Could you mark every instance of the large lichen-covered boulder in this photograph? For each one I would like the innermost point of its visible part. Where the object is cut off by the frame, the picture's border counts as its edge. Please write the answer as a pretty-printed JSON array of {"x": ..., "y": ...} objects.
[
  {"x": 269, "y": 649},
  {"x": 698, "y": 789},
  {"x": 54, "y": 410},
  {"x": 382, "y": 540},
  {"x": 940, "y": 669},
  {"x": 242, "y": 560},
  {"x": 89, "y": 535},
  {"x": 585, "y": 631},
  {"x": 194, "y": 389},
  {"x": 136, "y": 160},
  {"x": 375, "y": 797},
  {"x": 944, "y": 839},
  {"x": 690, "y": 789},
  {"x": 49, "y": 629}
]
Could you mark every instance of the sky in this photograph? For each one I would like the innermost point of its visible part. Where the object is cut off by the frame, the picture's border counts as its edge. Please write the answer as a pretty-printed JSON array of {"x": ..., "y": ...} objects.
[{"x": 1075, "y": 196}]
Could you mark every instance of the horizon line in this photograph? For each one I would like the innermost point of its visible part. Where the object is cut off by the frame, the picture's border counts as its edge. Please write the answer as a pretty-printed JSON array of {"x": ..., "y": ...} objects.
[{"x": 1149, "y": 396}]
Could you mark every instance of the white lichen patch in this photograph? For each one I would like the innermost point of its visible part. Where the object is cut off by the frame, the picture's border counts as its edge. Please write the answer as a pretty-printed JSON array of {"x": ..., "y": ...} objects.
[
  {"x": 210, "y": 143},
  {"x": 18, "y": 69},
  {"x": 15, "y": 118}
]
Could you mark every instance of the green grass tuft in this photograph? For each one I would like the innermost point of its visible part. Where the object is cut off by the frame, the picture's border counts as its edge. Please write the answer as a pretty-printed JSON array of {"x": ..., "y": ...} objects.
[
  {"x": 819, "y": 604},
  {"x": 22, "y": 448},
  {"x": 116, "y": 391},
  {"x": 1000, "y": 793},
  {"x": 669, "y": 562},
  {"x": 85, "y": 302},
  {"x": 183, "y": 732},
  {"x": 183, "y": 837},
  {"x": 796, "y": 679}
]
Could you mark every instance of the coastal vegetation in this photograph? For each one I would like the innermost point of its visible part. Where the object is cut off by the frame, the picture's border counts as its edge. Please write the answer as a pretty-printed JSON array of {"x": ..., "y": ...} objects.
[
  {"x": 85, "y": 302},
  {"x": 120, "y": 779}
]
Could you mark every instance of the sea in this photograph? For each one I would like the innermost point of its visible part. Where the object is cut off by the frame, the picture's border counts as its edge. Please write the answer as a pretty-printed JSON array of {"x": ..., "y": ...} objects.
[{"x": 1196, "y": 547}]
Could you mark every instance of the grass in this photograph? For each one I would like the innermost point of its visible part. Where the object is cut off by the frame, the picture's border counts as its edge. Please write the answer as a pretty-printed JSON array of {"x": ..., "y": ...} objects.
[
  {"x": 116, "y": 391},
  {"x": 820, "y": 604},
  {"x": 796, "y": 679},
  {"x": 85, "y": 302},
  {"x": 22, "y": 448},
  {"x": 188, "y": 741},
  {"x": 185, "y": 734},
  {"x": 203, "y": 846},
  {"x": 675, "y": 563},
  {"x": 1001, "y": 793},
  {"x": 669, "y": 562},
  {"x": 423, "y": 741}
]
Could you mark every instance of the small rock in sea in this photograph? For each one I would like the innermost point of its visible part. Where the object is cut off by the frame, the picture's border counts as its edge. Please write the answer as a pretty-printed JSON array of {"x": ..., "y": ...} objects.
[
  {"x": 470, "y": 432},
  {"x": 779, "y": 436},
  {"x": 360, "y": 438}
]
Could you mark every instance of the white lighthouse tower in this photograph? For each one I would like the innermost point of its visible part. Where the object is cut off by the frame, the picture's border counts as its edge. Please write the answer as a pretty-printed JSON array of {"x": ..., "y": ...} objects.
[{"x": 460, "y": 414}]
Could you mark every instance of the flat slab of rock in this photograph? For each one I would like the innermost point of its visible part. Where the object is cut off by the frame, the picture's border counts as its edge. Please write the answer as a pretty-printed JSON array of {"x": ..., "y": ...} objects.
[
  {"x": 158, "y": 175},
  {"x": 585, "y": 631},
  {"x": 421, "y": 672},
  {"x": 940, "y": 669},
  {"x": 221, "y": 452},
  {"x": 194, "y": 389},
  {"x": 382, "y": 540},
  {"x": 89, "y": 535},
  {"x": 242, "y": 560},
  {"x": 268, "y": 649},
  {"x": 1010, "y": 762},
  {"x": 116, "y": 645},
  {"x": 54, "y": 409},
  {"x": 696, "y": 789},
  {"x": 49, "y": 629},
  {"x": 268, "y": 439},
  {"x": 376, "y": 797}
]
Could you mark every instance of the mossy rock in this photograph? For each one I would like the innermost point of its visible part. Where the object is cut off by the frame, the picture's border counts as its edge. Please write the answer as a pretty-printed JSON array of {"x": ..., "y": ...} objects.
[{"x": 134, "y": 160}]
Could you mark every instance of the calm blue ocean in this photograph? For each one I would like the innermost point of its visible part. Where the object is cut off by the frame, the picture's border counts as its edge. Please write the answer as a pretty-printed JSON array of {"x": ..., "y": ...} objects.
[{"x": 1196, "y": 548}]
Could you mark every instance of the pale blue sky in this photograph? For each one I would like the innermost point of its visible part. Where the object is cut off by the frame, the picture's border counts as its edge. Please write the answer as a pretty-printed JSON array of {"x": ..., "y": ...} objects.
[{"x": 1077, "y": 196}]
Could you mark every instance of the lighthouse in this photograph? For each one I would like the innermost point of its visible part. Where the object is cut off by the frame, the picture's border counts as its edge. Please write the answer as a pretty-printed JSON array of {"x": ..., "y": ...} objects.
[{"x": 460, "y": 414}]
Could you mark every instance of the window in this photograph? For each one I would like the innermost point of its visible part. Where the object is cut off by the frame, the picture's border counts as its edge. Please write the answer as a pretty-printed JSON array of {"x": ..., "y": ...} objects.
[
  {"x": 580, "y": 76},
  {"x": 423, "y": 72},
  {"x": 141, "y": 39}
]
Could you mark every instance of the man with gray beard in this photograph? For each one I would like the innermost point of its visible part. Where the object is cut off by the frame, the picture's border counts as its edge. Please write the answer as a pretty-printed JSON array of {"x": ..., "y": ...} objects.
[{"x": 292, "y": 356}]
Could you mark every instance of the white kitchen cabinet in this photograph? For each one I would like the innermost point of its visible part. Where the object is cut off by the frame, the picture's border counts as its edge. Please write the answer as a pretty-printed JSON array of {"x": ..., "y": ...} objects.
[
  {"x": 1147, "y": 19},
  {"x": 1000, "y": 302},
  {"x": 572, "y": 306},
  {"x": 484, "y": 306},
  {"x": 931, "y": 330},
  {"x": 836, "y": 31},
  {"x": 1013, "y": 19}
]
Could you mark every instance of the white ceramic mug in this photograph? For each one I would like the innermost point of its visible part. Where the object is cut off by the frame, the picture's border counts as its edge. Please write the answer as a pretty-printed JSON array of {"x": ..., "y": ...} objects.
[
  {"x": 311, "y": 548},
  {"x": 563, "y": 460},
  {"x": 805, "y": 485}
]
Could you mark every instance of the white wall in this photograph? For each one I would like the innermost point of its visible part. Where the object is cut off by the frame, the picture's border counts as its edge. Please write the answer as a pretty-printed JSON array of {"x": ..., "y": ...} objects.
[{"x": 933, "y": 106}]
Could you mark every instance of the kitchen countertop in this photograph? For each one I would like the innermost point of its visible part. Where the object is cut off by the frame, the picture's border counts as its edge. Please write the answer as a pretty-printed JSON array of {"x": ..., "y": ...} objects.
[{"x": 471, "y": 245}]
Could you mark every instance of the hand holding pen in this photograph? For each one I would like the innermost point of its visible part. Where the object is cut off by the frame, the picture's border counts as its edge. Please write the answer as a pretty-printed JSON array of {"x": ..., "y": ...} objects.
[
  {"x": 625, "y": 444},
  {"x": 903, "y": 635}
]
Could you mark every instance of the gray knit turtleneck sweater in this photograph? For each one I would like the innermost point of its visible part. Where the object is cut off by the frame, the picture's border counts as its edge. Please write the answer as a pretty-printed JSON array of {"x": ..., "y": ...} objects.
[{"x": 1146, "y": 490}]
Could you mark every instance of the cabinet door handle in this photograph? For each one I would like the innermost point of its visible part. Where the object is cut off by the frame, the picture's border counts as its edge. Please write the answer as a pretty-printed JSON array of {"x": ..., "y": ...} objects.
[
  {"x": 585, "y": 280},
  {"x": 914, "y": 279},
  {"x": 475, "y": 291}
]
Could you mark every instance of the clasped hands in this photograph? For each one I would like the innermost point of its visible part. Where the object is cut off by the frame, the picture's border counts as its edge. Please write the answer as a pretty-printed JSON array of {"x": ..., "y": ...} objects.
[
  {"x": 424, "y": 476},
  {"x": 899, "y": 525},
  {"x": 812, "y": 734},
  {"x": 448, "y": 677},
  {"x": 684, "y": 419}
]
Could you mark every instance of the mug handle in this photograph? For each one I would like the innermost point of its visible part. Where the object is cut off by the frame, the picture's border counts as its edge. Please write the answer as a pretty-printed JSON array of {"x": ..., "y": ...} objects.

::::::::

### Stated task:
Repeat word for word each line from the one with "Could you mark every instance of the clasped" to the end of the records above, inclusive.

### Task solution:
Could you mark every instance of the clasped hands in this photograph? For each one I would like the innermost point of its visible part. Where the object is cut off by the frame, the picture's border counts as its edge. Please write the answer as a pretty-printed JSON array of {"x": ..., "y": ...} objects.
[
  {"x": 424, "y": 476},
  {"x": 899, "y": 525},
  {"x": 812, "y": 734},
  {"x": 448, "y": 677},
  {"x": 684, "y": 419}
]
Could you mark every instance of the mug handle in this photograph? For each one I would like the innermost point of its visible part. Where the object is cut off by the frame, the picture's border counts as its edge. Please write the answer as a pretty-printed JSON array of {"x": ..., "y": ...} objects.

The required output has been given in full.